OBJETIVO A
Mostre todas as linhas que contêm a palavra "cream", considerando a diferença entre maiúsculas e minúsculas.
========================================
Acredite no "hype". "Usuário", o álbum que marca a estréia do grupo carioca Planet Hemp e da série Super Demo (divisão do selo Chaos, da Sony), é excelente, a ponto de subir a temperatura do Rio que seu rap retrata.
Suas letras sobre maconha e violência urbana do Rio são tão fortes quanto o "hype" (promoção) da imprensa (que soltou reportagens elogiosas, antes de o CD sair) e da gravadora Sony, que distribuiu como peça promocional uma latinha ilustrada com referências à erva ("hemp" é um nome usado em inglês para maconha) -já um item de colecionador.
O discurso da liberação da maconha impregna forte o disco. Até então, a droga tinha sido abordada de maneira dissimulada no pop nacional -desde os Golden Boys.
Planet Hemp escancara. "Legalize Já" é um hino de campanha, nos moldes de "Legalize It", de Peter Tosh (que aparece "sampleado" no fim da música).
Marcelo D2 (vocal) resume a posição da banda: "A gente não é pró-maconha; é contra o tráfico."
A solução para a violência do Rio, segundo a banda, é a legalização da droga. "Não adianta subir o morro e dar porrada", diz D2. "Já está comprovado. Só o que o governo está conseguindo, com a ação do Exército, é criar um clima de guerra civil."
A violência policial, a miséria, o racismo, as chacinas de meninos e a falência do país inspiram várias letras de "Usuário". Planet Hemp não é apenas uma banda de "chapados" inconsequentes. A consciência social cai bem no rap, estilo adotado pelos vocalistas D2 e B Negão, capaz de cuspir inúmeras denúncias por segundo.
O rap e o metal não são as únicas escolas catalogadas. O reggae e o dancehall combinam-se com "scratches" (técnica de discotecagem do hip hop), pagode de morro, blues, psicodelia, funk, soul, hardcore e rock industrial.
========================================
OBJETIVO B
No trecho sobre o álbum "Usuário", qual é a solução que a banda propõe para a violência do Rio?

ITENS
========================================
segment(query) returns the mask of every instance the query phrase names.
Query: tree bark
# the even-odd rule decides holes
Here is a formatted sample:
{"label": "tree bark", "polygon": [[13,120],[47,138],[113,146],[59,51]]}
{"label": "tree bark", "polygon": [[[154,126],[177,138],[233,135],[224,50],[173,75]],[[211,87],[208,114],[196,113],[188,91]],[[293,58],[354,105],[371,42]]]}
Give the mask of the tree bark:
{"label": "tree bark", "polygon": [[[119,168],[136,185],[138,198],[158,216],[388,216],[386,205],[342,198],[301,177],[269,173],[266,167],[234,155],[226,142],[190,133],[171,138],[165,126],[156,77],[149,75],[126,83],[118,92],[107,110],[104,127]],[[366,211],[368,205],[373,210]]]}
========================================
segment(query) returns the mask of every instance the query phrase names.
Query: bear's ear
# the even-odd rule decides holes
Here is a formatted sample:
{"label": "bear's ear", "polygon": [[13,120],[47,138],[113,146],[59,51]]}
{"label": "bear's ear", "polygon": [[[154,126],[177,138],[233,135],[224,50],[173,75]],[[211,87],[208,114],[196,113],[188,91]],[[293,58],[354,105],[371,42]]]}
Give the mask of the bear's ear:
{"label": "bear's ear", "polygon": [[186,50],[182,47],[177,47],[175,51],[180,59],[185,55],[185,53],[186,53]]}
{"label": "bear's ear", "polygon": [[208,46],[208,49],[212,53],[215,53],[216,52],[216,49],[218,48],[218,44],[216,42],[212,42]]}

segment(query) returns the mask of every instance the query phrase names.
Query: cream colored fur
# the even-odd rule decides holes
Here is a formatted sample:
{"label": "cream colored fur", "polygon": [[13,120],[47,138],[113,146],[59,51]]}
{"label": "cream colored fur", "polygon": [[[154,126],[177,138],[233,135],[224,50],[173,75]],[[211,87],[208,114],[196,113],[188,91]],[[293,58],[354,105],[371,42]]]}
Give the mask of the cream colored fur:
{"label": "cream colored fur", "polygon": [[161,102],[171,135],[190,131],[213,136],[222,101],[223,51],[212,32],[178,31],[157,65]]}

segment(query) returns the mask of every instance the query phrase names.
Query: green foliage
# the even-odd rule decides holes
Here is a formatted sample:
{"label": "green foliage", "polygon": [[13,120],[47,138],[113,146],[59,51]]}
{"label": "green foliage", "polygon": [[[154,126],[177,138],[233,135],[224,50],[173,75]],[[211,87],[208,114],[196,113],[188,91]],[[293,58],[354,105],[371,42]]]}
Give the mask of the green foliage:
========================================
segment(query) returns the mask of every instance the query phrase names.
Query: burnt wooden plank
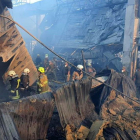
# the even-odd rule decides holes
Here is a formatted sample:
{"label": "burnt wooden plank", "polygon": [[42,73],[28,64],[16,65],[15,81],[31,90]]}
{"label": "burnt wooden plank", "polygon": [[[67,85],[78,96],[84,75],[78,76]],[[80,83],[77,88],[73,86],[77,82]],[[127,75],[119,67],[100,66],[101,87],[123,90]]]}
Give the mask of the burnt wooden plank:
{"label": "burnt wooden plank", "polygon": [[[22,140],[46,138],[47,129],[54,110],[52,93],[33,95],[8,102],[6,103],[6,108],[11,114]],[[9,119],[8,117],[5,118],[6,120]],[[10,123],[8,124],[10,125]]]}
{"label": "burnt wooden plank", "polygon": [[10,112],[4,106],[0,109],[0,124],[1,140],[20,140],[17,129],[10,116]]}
========================================
RESPOSTA DESENVOLVIDA A
Query: cream colored fur
{"label": "cream colored fur", "polygon": [[13,120],[47,138],[113,146],[59,51]]}
{"label": "cream colored fur", "polygon": [[[154,126],[177,138],[233,135],[224,50],[173,75]],[[211,87],[208,114],[196,113],[188,91]],[[293,58],[354,105],[371,42]]]}
Give the mask of the cream colored fur:
{"label": "cream colored fur", "polygon": [[161,102],[171,135],[190,131],[213,136],[222,101],[223,51],[212,32],[178,31],[157,65]]}

RESPOSTA DESENVOLVIDA B
A legalização da maconha.